▶ **WORK TASK**: Repeat the data precisely as given.

# # # # #

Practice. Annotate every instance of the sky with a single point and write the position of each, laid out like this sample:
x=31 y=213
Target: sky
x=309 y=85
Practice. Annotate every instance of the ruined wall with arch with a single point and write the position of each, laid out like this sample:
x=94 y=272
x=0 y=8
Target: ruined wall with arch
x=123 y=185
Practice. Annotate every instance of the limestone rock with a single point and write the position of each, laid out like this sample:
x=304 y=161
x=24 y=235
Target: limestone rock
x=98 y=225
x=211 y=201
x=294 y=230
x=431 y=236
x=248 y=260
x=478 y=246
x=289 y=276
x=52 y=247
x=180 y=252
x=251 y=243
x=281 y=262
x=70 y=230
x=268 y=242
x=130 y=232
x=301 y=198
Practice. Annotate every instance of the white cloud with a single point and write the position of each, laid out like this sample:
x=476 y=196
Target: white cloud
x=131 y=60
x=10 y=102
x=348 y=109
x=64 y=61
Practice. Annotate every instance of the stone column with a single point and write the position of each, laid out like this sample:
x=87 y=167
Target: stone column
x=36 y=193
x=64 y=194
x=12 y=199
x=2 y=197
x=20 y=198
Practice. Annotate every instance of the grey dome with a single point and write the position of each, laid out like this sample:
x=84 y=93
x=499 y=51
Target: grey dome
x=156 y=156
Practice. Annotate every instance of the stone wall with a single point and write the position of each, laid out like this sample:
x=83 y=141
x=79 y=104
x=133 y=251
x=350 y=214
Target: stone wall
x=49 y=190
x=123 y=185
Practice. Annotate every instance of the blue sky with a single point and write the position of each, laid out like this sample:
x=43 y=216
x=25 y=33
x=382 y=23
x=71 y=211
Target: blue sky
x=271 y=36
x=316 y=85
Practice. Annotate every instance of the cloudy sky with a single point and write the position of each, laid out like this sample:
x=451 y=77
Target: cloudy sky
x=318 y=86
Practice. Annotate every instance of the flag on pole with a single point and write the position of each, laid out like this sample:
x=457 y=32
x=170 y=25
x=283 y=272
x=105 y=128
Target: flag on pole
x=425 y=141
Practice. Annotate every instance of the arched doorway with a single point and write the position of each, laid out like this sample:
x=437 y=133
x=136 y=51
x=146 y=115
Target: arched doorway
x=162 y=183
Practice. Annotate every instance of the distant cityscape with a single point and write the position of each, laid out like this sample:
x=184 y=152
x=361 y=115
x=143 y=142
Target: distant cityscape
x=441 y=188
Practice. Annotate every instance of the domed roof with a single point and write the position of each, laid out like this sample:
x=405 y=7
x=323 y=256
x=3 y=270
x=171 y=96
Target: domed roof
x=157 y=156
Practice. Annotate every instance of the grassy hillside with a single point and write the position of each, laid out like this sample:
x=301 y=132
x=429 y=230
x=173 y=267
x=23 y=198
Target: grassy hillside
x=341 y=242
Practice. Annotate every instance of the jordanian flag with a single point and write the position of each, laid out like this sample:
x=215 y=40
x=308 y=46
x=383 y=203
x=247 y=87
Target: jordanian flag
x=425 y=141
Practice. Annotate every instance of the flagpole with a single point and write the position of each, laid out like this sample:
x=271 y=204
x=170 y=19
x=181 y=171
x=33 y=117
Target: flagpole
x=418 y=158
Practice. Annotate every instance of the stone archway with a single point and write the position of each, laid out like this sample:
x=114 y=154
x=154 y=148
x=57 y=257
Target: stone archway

# # # # #

▶ **EXERCISE SOLUTION**:
Practice. Annotate every instance of the sky with a single point and write the position of each, laid out like this sample:
x=31 y=213
Target: sky
x=309 y=85
Practice. Annotate every instance of the ruined wall with arch with a single point and write the position of each, laid out like this sample:
x=94 y=272
x=0 y=8
Target: ruined wall with arch
x=123 y=185
Practice. Annotate every instance of the limestone rock with a single point and write the position of each, laid out like this sample:
x=304 y=161
x=24 y=235
Target: limestone rock
x=98 y=225
x=211 y=201
x=294 y=230
x=431 y=236
x=248 y=260
x=478 y=246
x=289 y=276
x=52 y=247
x=180 y=252
x=251 y=243
x=281 y=262
x=70 y=230
x=268 y=242
x=130 y=232
x=301 y=198
Practice. Annotate every instance of the white cloud with a single point and write the position of each, laid out like this sample:
x=476 y=196
Target: white cloud
x=131 y=60
x=10 y=102
x=348 y=109
x=64 y=61
Practice. Annotate every instance of the stone column with a single point and write the position of each, laid out like this sample:
x=87 y=167
Target: stone column
x=36 y=193
x=64 y=194
x=12 y=199
x=2 y=197
x=20 y=198
Practice. Annotate every instance of the grey dome with a single point and write the position of each, laid out like this sample:
x=84 y=93
x=499 y=51
Target: grey dome
x=156 y=156
Practice. Annotate every instance of the stone wall with a single point and write the position of each, laid out like this sample:
x=83 y=141
x=79 y=104
x=133 y=251
x=350 y=214
Target: stone wall
x=49 y=190
x=123 y=185
Practice. Annotate every instance of the blue sky with a single point and write the position of each, laid out like this sample:
x=43 y=216
x=25 y=33
x=382 y=23
x=71 y=211
Target: blue sky
x=271 y=36
x=316 y=85
Practice. Annotate every instance of the cloudy sky with a single point and write the position of each, laid out like this sample:
x=451 y=77
Target: cloudy sky
x=318 y=86
Practice. Annotate every instance of the flag on pole with a single point and write the position of each, laid out like this sample:
x=457 y=32
x=170 y=25
x=283 y=272
x=105 y=128
Target: flag on pole
x=425 y=141
Practice. Annotate every instance of the arched doorway with a single point and write the position of each, laid out like this sample:
x=437 y=133
x=136 y=51
x=146 y=115
Target: arched doorway
x=162 y=183
Practice. Annotate every instance of the distant cityscape with a single point and write the position of each, laid out like this sample:
x=184 y=152
x=361 y=115
x=143 y=142
Target: distant cityscape
x=441 y=188
Practice. Annotate every instance of the domed roof with a single point and write the position of each, laid out like this sample:
x=405 y=7
x=323 y=256
x=3 y=270
x=171 y=96
Target: domed roof
x=157 y=156
Practice. Annotate every instance of the grassy hillside with a single point and write the position of each, laid out like this sample:
x=301 y=132
x=429 y=230
x=173 y=267
x=23 y=198
Target: grassy hillside
x=341 y=242
Practice. Annotate every instance of the jordanian flag with a single point and write the position of each, laid out like this sample:
x=215 y=40
x=308 y=46
x=383 y=203
x=247 y=87
Target: jordanian flag
x=425 y=141
Practice. Annotate every instance of the flagpole with a single point and write the position of each, laid out like this sample:
x=271 y=204
x=170 y=19
x=181 y=171
x=33 y=117
Target: flagpole
x=418 y=158
Practice. Annotate every instance of the stone archway with a single point and write the position of each, laid out like this sample:
x=114 y=154
x=154 y=148
x=57 y=257
Target: stone archway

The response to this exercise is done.